**Your instructions:** Copy the lines of the data below verbatim, beginning with the line that contains "of the koch" and continuing through the line that contains "[(105, 314), (98, 317)]", with both of those lines included.

(Stored items)

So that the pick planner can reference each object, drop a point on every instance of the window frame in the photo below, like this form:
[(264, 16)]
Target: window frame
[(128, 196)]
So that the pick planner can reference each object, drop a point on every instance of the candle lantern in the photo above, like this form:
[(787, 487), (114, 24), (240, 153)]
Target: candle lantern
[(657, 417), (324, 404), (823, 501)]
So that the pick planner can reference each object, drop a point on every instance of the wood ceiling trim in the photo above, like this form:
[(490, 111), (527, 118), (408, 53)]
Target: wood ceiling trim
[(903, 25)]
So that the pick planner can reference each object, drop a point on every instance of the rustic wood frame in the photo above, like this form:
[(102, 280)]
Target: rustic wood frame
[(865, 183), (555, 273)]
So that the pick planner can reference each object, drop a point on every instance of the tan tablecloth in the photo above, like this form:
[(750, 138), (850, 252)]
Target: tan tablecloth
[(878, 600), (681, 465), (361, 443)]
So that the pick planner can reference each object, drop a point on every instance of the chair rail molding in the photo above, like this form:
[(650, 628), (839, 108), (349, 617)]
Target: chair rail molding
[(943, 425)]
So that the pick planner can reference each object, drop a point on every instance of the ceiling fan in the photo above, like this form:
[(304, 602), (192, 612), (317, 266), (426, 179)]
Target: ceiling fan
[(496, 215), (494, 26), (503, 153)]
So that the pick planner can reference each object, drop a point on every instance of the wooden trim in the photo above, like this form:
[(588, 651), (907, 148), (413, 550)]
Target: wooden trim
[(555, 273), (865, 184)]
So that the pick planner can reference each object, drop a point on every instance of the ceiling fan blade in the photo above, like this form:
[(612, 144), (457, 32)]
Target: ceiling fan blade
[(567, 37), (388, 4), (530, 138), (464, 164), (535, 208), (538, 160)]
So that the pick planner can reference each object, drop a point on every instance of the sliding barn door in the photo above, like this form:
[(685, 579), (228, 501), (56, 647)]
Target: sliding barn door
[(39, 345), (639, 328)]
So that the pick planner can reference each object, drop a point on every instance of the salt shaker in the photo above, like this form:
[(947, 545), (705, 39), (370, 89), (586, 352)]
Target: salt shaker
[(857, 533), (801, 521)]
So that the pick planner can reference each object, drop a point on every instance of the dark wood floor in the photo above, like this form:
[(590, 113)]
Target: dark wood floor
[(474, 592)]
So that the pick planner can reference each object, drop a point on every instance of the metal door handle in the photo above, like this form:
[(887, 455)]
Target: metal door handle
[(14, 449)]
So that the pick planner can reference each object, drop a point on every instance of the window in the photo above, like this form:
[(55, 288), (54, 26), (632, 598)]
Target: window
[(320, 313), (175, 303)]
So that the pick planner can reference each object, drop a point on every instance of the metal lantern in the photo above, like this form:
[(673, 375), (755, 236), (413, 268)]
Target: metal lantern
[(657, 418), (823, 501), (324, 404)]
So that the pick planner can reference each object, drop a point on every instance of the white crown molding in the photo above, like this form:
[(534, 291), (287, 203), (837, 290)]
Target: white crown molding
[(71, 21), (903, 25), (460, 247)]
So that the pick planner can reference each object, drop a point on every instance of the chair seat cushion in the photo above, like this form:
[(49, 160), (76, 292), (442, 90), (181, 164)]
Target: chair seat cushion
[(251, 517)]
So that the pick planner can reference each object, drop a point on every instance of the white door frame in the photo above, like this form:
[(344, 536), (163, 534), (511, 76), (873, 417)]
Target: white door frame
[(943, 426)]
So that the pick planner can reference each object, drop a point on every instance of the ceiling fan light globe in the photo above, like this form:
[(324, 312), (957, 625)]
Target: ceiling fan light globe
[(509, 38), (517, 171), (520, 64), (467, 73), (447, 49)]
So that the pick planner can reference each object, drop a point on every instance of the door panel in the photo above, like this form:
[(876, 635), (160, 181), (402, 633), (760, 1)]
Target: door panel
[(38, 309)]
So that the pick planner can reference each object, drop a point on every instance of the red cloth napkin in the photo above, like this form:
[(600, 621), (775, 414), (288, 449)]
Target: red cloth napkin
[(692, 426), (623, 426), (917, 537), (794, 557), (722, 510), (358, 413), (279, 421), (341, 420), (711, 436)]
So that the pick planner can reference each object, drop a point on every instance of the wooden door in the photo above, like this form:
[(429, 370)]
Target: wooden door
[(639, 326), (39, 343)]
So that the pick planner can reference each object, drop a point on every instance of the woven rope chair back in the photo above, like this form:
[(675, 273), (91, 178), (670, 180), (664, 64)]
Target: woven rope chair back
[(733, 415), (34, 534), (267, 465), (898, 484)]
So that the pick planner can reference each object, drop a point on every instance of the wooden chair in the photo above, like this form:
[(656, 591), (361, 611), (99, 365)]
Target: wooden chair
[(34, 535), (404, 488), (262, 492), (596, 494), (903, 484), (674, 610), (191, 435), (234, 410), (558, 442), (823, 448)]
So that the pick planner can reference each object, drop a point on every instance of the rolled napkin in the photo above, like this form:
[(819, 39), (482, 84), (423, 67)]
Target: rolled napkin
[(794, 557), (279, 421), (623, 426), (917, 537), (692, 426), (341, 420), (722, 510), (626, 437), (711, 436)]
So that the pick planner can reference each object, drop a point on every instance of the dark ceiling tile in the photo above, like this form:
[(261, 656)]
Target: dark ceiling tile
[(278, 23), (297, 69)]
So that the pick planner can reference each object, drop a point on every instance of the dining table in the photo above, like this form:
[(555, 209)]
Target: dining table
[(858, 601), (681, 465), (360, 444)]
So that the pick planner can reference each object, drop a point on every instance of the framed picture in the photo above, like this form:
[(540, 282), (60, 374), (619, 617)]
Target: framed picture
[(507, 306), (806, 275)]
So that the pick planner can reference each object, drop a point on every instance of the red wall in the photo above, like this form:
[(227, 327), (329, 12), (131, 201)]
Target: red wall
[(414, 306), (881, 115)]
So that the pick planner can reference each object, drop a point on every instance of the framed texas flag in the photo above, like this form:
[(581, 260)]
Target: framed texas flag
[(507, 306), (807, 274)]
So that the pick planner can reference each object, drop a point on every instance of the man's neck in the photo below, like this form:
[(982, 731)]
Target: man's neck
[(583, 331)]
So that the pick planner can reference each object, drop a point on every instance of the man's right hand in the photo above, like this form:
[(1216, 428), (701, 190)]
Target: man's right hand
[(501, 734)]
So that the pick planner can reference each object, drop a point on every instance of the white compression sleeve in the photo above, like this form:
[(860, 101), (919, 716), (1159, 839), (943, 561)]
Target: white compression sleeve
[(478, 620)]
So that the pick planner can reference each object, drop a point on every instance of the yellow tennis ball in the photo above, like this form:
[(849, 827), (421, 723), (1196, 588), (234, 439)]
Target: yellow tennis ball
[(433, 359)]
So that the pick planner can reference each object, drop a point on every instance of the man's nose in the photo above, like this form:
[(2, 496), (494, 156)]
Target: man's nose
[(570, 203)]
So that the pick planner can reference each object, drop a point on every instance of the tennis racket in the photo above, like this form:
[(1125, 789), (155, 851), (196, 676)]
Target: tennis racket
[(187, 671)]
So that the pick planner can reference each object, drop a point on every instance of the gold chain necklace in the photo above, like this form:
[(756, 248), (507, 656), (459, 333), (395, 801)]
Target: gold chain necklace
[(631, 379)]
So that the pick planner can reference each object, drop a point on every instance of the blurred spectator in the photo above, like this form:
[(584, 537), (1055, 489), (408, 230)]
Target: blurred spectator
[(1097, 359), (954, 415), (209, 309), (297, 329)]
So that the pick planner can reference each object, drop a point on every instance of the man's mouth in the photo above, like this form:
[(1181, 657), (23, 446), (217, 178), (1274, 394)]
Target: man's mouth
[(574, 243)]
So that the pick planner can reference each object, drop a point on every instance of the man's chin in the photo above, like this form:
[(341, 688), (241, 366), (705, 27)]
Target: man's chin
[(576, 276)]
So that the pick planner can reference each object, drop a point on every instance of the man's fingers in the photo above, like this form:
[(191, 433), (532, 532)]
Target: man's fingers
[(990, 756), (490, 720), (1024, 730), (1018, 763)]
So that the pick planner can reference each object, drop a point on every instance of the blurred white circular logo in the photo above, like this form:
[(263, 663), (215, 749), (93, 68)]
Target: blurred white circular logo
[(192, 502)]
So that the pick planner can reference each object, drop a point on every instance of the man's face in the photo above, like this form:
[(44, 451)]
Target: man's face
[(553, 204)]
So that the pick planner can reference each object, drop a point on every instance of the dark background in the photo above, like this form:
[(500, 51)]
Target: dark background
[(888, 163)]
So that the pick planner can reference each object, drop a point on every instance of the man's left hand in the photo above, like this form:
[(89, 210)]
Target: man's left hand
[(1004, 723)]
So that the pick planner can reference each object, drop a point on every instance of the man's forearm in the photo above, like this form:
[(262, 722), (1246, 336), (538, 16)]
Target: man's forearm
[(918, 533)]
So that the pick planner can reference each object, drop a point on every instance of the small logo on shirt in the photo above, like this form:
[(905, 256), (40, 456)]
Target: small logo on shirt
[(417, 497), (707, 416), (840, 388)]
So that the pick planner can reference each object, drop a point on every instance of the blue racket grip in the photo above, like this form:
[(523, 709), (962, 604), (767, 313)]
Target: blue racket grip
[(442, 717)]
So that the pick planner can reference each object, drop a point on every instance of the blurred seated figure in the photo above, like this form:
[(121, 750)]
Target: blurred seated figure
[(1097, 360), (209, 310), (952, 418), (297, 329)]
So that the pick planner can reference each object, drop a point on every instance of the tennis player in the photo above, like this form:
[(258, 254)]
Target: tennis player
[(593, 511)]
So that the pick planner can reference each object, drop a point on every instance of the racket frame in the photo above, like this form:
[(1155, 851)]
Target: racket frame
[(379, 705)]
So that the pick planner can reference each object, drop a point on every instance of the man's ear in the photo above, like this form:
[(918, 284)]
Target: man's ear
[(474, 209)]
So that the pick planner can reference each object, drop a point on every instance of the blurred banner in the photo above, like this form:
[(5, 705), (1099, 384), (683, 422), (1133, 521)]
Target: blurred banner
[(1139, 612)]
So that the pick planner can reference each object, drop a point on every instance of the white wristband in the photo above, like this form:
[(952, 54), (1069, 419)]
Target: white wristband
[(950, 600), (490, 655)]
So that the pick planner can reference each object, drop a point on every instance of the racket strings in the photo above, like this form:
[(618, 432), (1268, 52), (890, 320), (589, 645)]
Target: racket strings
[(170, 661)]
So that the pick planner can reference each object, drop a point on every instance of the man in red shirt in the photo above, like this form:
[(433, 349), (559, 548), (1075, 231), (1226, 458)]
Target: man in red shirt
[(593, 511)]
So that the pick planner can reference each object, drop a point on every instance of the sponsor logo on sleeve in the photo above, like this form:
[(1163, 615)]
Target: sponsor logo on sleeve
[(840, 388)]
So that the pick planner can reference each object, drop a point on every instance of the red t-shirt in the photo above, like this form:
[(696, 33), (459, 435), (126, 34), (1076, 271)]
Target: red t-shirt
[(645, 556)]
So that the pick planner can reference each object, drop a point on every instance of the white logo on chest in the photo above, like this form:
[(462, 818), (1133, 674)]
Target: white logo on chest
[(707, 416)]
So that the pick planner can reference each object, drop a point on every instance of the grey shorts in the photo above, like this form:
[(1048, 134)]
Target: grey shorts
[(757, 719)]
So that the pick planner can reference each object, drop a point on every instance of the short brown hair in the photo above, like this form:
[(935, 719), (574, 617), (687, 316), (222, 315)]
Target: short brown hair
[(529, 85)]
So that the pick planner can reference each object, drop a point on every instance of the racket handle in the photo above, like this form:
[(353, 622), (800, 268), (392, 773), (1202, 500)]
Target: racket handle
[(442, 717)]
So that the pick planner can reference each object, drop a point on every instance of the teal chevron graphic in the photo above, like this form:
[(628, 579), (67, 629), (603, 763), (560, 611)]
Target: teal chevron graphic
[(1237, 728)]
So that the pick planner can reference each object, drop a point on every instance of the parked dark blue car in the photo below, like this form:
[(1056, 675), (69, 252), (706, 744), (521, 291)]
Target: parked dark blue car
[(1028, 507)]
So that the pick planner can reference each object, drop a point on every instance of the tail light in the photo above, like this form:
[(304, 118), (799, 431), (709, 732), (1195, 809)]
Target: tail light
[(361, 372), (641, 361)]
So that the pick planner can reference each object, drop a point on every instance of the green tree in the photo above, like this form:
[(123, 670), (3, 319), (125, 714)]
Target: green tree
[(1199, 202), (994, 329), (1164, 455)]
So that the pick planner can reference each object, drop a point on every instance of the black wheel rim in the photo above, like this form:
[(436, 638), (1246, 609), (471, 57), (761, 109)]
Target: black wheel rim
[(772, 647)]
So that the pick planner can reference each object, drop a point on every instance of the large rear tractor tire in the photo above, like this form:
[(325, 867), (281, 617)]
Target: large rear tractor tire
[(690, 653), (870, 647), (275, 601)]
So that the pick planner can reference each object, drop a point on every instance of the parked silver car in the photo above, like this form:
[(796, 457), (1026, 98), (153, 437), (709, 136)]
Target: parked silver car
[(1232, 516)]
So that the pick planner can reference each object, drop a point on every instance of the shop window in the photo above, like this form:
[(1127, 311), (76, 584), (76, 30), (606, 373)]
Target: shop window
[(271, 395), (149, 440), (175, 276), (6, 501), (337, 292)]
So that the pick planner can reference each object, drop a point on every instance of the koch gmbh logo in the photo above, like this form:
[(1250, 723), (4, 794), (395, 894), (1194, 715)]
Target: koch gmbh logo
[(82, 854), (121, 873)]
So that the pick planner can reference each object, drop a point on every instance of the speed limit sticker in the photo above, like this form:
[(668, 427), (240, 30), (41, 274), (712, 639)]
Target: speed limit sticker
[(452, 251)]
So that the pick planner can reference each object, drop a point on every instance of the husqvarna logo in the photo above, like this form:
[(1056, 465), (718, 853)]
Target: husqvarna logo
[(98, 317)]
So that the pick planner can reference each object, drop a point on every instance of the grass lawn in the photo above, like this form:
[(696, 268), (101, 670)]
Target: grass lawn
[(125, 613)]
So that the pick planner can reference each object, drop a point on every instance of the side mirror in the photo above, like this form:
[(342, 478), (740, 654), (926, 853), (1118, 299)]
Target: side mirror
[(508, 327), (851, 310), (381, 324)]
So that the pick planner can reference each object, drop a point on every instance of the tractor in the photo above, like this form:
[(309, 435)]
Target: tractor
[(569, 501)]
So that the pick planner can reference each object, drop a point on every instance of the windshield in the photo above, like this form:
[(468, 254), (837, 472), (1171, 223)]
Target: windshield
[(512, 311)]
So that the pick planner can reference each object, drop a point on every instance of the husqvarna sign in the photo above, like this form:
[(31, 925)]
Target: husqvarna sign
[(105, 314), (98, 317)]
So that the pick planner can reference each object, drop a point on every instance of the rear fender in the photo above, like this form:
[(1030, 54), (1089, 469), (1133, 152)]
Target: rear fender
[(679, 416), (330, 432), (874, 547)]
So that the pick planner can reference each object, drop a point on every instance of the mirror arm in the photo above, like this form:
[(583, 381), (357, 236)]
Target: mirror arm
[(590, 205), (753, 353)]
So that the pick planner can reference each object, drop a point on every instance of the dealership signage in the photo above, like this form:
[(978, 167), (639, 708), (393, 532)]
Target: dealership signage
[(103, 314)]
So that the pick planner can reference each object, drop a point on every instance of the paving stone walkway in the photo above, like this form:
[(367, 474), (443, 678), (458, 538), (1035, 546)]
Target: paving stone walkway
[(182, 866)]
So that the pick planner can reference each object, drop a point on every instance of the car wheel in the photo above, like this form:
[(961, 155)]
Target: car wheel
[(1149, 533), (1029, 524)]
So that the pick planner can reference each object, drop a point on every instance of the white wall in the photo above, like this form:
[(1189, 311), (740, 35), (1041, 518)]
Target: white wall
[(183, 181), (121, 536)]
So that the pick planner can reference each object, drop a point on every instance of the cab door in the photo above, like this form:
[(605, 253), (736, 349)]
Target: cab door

**Result of this task:**
So that the pick planner can reference each object, drop a point on every instance of the koch gmbh logo in the photo above, like this form:
[(1250, 723), (4, 794), (395, 894), (1194, 715)]
Target: koch gmbh logo
[(82, 854), (121, 873)]
So that the pick planner can reference each object, drop a point on every instance of the speed limit sticker in the photo above, like this form:
[(668, 427), (240, 30), (41, 274), (712, 639)]
Target: speed limit sticker
[(452, 251)]
So that the pick planner can reference each object, drop a point on every instance of the husqvarna logo in the photo above, like this form:
[(1056, 465), (718, 853)]
Target: husqvarna logo
[(98, 317)]
So that the pick planner can reference each object, drop a point on every instance of the grass lawn in the photo above, like this form:
[(696, 268), (101, 670)]
Target: grass lawn
[(125, 613)]
So that the pick planner can reference each object, drop a point on every instance of the side mirror in the photo above, like this form:
[(342, 478), (740, 654), (926, 853), (1118, 299)]
Target: side mirror
[(508, 327), (851, 310), (381, 324)]
So that the pick planner can reference each object, drop a point on every instance of the tractor in the photo above, like this form:
[(309, 435)]
Target: tractor
[(569, 501)]
So that the pick planner can reference each object, drop a point on every instance of the windshield in the photo above, like this form:
[(468, 254), (837, 472), (1171, 223)]
Target: windshield
[(512, 311)]
So that the pick planner can reference each object, drop a point on every instance of the husqvarna sign in the photo above, like this form:
[(31, 925)]
Target: husqvarna sign
[(105, 314), (98, 317)]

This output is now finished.